* _WHAT IS ASKED_
Report every line of the data below that contains the string "leaf". Matching is case-sensitive.

* _EXTRACTED MATERIAL_
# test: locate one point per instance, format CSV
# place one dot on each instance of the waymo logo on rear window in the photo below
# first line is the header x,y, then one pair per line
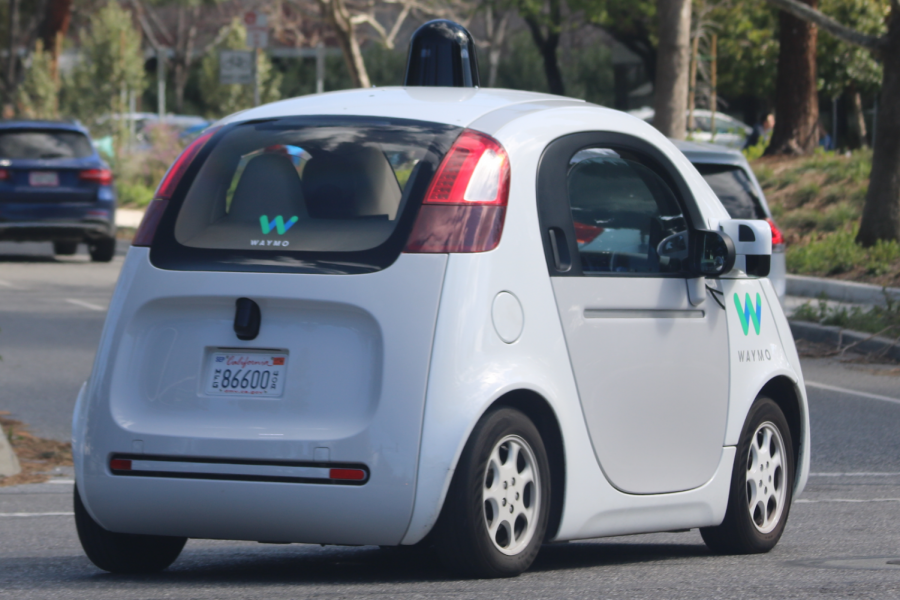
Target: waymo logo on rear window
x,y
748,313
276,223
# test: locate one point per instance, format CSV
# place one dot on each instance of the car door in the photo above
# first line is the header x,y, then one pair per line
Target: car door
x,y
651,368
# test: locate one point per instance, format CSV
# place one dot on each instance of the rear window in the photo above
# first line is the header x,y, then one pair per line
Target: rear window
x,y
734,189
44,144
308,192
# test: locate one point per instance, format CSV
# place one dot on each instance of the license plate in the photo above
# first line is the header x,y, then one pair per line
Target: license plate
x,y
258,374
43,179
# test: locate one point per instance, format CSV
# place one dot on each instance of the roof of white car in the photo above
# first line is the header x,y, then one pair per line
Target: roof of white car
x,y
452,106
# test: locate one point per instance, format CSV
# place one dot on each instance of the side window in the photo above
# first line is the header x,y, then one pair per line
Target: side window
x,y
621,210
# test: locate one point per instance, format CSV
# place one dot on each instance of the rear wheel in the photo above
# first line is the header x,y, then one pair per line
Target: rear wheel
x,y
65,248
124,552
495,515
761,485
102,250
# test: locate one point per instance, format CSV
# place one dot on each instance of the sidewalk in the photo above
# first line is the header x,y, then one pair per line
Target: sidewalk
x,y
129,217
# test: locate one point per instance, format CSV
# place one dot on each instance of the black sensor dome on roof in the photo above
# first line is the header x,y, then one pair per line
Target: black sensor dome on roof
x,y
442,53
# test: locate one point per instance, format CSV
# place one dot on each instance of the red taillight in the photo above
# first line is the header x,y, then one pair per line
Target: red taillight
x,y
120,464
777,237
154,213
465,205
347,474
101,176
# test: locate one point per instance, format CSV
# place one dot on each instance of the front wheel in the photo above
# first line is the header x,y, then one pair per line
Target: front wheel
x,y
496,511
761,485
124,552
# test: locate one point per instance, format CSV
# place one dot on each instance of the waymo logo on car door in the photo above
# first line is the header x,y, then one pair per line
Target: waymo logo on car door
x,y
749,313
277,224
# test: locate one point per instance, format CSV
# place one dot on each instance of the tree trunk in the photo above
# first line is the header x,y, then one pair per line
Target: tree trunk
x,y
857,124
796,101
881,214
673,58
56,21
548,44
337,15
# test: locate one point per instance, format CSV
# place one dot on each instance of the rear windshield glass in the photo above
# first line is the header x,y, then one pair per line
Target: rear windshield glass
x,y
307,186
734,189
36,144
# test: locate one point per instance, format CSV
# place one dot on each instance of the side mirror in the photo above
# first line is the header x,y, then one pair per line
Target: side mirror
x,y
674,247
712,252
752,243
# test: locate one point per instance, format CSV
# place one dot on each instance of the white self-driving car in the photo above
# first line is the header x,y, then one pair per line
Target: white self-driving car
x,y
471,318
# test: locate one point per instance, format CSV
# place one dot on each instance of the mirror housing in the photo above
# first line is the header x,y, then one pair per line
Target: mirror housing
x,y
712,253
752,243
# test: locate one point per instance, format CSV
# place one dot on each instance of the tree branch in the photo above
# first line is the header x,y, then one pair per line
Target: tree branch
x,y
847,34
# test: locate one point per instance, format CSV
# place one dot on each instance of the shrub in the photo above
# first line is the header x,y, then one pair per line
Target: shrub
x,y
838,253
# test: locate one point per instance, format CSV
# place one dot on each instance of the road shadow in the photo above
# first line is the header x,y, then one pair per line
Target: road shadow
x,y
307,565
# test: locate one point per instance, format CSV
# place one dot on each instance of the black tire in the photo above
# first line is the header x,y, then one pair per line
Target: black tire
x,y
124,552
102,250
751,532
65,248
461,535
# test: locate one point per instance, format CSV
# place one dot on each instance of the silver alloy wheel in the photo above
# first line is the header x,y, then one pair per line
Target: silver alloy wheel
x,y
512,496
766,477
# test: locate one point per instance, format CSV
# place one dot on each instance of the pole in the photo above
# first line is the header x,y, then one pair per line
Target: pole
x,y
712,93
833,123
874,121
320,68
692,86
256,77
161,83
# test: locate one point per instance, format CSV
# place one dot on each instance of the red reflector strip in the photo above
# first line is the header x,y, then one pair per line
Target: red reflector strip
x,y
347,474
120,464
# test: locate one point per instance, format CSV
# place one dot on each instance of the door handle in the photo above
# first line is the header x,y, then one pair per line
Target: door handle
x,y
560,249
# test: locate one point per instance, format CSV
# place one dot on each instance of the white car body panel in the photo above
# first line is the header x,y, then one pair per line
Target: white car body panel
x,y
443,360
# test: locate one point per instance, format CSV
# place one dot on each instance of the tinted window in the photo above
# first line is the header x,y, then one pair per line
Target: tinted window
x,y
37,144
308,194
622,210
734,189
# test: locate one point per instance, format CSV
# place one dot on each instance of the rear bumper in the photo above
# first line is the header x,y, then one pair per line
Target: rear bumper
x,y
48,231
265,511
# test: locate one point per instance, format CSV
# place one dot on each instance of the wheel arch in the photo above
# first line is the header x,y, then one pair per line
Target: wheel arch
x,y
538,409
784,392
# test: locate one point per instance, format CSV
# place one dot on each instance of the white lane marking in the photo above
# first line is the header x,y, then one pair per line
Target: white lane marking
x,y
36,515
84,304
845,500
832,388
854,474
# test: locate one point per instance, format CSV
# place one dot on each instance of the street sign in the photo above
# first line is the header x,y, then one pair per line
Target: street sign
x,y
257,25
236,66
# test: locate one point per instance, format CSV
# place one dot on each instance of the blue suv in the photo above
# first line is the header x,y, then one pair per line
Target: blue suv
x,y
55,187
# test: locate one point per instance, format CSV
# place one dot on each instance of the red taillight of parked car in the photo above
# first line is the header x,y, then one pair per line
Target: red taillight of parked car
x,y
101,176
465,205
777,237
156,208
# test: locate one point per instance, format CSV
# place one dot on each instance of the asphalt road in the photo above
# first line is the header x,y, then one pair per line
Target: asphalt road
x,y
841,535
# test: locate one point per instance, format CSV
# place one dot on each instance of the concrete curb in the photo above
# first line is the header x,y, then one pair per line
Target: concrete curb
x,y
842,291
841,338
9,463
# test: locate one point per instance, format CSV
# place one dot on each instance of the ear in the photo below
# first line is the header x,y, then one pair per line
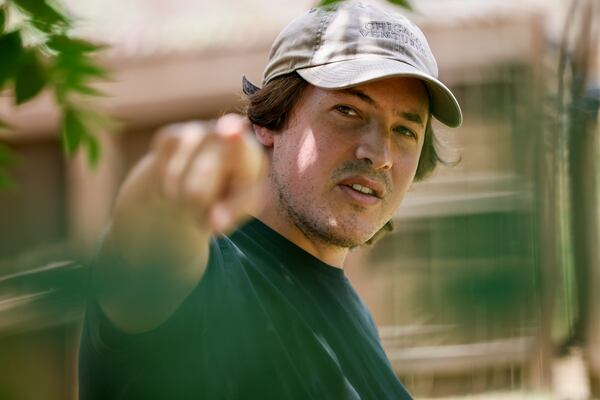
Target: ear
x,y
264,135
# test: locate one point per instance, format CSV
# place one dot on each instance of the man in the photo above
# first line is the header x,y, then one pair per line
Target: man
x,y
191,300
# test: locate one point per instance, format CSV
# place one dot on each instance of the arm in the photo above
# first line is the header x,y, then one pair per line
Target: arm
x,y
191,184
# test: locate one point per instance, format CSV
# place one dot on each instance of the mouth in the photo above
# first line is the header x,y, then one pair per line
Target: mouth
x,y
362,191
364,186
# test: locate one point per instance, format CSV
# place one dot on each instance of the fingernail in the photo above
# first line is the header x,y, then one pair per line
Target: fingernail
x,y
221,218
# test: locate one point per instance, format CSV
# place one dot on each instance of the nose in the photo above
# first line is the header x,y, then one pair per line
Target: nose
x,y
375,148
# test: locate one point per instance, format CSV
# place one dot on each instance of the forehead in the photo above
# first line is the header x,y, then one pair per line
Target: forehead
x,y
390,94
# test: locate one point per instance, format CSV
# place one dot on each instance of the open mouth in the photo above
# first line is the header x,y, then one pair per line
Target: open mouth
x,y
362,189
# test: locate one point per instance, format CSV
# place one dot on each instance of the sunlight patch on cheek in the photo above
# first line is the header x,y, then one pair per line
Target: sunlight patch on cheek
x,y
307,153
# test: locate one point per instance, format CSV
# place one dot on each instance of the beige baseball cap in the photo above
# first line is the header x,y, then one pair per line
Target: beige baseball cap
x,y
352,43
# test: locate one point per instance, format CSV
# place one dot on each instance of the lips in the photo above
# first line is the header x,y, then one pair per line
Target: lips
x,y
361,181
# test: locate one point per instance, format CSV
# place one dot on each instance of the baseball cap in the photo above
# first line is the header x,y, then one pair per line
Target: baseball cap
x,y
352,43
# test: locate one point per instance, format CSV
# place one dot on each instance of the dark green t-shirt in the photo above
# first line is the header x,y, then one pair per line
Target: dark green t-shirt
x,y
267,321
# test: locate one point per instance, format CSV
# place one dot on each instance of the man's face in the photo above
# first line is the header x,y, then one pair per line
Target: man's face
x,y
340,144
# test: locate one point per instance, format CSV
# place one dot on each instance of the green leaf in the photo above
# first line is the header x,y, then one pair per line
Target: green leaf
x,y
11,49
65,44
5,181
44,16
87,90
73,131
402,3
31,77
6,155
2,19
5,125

* _EXERCISE SOLUTION_
# place one dot on each instance of the green leaf in the photo above
Target: green leaf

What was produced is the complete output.